→ **Text zum Lesen**:
•••

Neue Antikorruptionsbestimmungen für den öffentlichen Dienst

Neue Antikorruptionsbestimmungen für den öffentlichen Dienst

Im Kampf gegen Bestechung und Bestechlichkeit im öffentlichen Sektor wurde Anfang 2008 eine erweiterte Strafbarkeit von Geschenkannahme und Bestechung durch das sogenannte Anfütterungsverbot geschaffen. Thema dieses Beitrages sind die maßgeblichen Korruptionsbestimmungen im öffentlichen Sektor.

 

Die Bekämpfung von Bestechlichkeit und Bestechung im öffentlichen und privaten Bereich ist schon seit geraumer Zeit Anliegen auf europäischer und internationaler Ebene, wie dies die UN-Konvention gegen Korruption, der EU-Rahmenbeschluss zur Bekämpfung der Bestechung im privaten Bereich, Strafrechtsübereinkommen über Korruption des Europarates, das OECD-Bestechungsübereinkommen zeigen.
In Österreich traten mit 1. Jänner 2008 wesentliche Teile des Strafrechtsänderungsgesetzes 2008 (BGBl. I Nr. 109/ 2007) in Kraft. Dabei wurden erstmalig Straftatbestände zur Bekämpfung von Korruption in der Privatwirtschaft eingeführt und die geltenden Antikorruptionsdelikte im öffentlichen Bereich massiv verschärft.

•••

→ **Schriftliche Aufgabe 1**:
Sammle aus der Auflistung unten jede Zeile, in der die Zeichenfolge „slate“ vorkommt.

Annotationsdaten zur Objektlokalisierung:
•••

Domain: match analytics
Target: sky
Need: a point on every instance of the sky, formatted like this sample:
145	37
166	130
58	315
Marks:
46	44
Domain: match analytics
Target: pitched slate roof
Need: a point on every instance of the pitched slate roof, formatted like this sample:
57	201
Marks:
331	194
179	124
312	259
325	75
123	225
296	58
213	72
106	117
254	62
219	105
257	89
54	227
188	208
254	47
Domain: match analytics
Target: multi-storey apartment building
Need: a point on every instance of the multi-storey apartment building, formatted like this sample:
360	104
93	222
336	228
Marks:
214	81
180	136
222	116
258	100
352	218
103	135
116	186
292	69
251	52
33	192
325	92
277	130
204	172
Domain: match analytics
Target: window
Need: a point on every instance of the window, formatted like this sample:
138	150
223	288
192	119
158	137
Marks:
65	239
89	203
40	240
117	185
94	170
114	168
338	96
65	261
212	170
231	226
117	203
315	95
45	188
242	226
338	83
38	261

•••

→ **Schriftliche Aufgabe 2**:
Tippe aus dem Text über die Antikorruptionsbestimmungen den Abschnitt wortgetreu ab, beginnend mit „Im Kampf gegen“ und weiter bis einschließlich „im öffentlichen Sektor.“.

→ **Vollständige Lösung 1**:
Target: pitched slate roof
Need: a point on every instance of the pitched slate roof, formatted like this sample:

→ **Vollständige Lösung 2**:
Im Kampf gegen Bestechung und Bestechlichkeit im öffentlichen Sektor wurde Anfang 2008 eine erweiterte Strafbarkeit von Geschenkannahme und Bestechung durch das sogenannte Anfütterungsverbot geschaffen. Thema dieses Beitrages sind die maßgeblichen Korruptionsbestimmungen im öffentlichen Sektor.